__EXTRACTED TEXT__
------------------------------------------------------------
Thai Coconut Poached Fish with Jasmine Rice and Salad

Thai Coconut Poached Fish with Jasmine Rice and Salad

Ready in 25 minutes Serves 4-5
This dish most recently appeared in My Family (5 Nights For 4) on Sunday, March 6, 2016.

This coconut poached fish is super mild for the kiddies and those who don’t like spice. If you want some heat, add a pinch of chilli flakes to the poaching sauce.


Ingredients

JASMINE RICE

  • 1 1/2 cups jasmine rice
  • 2 1/4 cups water

THAI COCONUT POACHED FISH

  • 1 stalk lemongrass
  • 1 kaffir lime leaf
  • 450g fish fillets
  • 1 can coconut cream
  • 1/2 teaspoon salt
  • 1 tablespoon finely grated ginger
  • Juice of 1/2 a lemon
  • Pinch chilli flakes (optional, adults)

SALAD

  • 2 carrots
  • 2 courgettes
  • 75g mung bean sprouts
  • 1 tablespoon olive oil
  • Juice of 1/2 a lemon

TO SERVE

  • 35g chopped roasted peanuts
  • 2 tablespoons coriander leaves (optional, adults)

Steps

  1. Combine rice and water with a good pinch of salt in a medium pot and bring to the boil. As soon as it boils, cover with a tight-fitting lid and reduce to lowest heat to cook for 12 minutes. Turn off heat and leave to steam, still covered, for a further 8 minutes. Do not lift lid at any time during cooking.
------------------------------------------------------------
__SUPPLIED INFORMATION__
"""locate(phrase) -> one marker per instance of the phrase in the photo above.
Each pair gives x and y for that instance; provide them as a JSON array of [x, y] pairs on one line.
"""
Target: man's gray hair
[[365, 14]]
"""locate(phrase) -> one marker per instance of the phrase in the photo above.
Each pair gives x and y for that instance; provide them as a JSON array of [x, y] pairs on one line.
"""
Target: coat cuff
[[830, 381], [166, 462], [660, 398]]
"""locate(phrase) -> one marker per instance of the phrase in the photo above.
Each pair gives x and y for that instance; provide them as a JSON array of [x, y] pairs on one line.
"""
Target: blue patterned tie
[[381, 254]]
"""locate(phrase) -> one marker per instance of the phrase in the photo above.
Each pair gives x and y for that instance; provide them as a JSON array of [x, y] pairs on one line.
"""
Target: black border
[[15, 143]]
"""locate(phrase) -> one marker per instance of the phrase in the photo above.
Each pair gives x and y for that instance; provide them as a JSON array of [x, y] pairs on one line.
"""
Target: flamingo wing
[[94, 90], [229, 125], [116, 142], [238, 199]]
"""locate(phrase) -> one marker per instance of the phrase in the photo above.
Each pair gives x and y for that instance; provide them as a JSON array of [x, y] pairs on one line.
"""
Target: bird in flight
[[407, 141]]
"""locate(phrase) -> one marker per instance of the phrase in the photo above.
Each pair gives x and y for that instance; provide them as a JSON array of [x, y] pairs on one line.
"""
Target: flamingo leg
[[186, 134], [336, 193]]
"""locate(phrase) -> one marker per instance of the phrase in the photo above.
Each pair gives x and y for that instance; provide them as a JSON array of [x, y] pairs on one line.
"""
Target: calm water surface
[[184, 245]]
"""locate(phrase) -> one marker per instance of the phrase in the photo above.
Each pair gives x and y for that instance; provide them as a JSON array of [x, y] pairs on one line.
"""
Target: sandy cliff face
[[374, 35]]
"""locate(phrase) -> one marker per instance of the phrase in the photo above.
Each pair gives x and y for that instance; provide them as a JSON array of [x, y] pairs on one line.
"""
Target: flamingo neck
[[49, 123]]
------------------------------------------------------------
__GIVEN EXERCISE__
Continue the coconut poached fish recipe from the point where it stops.

__THE ANSWER__
  2. To make the coconut sauce, remove tough outer layer from lemongrass, cut into thin strips then finely dice; remove tough central stem from kaffir lime leaf and thinly slice. Set both aside.
  3. For the salad, grate carrots and courgettes and place in a medium bowl with mung beans, olive oil and lemon juice. Toss to combine and season to taste with salt and pepper. Set aside.
  4. When rice is steaming, pat fish dry with paper towels, remove any remaining scales or bones and cut into 4–5cm pieces. Heat a medium fry-pan on medium heat. Add coconut cream, salt, lemongrass, kaffir lime and ginger. Bring to the boil then reduce heat to a simmer. Add fish to simmering coconut sauce and poach for 1–2 minutes each side (depending on thickness), or until just cooked through. Remove from heat and gently stir through lemon juice and chilli flakes (if using).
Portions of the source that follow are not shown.